**WORK INSTRUCTIONS:** Please reproduce the records exactly, leaving out any pictures.

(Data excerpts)
---

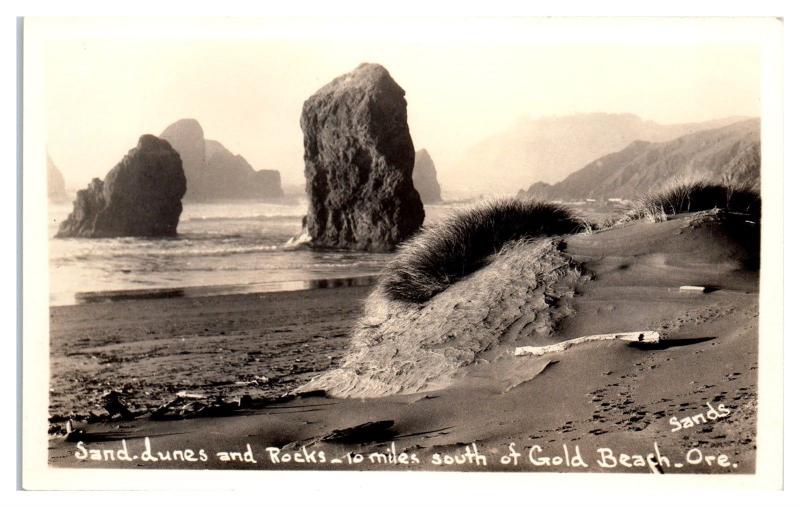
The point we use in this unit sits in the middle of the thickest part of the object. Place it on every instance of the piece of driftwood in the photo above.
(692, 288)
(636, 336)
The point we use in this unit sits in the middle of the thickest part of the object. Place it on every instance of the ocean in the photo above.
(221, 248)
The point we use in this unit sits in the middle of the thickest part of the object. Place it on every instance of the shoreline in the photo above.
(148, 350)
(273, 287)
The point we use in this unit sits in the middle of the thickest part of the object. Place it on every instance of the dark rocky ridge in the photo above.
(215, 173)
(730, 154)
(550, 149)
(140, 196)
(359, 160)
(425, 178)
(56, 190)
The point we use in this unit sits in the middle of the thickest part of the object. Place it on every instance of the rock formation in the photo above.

---

**FINISHED EXERCISE:**
The point we use in this unit sits in the middle of the thickest part of the object. Place it on every instance of the piece of driftwood in the photo above.
(692, 288)
(636, 336)
The point we use in this unit sits in the middle of the thickest part of the object. Place it on every instance of the ocean in the photo above.
(221, 248)
The point we use in this unit sits in the middle of the thickest part of the object. Place it on every instance of the shoreline in the photo above.
(148, 350)
(273, 287)
The point we use in this unit sits in the middle of the thickest part of the object. Place it on every instance of the dark rocky ridge in the photo above.
(215, 173)
(730, 154)
(550, 149)
(140, 196)
(359, 160)
(425, 178)
(56, 190)
The point we use in this unit sits in the middle of the thickest part of the object. Place it on every instance of the rock formation in the photo above.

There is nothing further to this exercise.